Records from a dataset
══════════

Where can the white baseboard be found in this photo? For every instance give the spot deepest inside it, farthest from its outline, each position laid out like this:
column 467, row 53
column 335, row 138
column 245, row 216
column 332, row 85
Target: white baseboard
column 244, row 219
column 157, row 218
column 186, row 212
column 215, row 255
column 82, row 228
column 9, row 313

══════════

◆ Your task
Restate exactly each line of the data from the one bearing "column 467, row 53" to the end, and add nothing.

◆ Solution to this task
column 467, row 53
column 335, row 138
column 245, row 216
column 332, row 85
Target: white baseboard
column 244, row 219
column 157, row 218
column 186, row 212
column 215, row 255
column 82, row 228
column 9, row 313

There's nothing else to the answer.